> [INFORMATION SHOWN]:

────────────────

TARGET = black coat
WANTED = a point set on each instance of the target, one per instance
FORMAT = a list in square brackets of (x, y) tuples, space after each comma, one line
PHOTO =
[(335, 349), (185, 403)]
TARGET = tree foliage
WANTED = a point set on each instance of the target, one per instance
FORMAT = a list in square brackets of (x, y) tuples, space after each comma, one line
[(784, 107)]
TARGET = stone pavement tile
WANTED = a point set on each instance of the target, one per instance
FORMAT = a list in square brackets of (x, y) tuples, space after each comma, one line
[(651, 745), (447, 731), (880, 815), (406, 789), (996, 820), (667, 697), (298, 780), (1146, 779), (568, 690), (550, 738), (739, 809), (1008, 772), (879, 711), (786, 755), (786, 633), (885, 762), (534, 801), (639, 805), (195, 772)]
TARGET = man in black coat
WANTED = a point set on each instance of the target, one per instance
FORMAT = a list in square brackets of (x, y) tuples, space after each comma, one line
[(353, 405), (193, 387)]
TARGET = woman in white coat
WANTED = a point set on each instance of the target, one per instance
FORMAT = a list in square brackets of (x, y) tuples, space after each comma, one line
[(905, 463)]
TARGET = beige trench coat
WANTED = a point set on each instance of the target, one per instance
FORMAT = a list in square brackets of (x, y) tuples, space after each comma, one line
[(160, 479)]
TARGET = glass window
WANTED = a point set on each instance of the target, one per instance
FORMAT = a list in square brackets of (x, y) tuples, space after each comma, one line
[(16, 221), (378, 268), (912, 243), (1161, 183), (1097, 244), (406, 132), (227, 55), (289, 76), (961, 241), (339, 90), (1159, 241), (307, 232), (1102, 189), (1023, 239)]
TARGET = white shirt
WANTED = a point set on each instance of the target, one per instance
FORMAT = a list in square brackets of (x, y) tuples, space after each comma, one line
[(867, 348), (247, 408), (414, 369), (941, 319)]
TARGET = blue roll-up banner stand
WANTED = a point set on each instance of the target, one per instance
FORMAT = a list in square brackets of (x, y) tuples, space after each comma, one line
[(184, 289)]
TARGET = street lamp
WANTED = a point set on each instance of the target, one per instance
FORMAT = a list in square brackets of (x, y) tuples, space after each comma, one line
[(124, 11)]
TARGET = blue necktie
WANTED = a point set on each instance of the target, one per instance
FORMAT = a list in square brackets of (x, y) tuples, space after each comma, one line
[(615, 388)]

────────────────

> [BRIEF]:
Note every line above where the string "white" shows up, and copy those lines.

> [RESULT]:
TARGET = woman in white coat
TARGET = white shirt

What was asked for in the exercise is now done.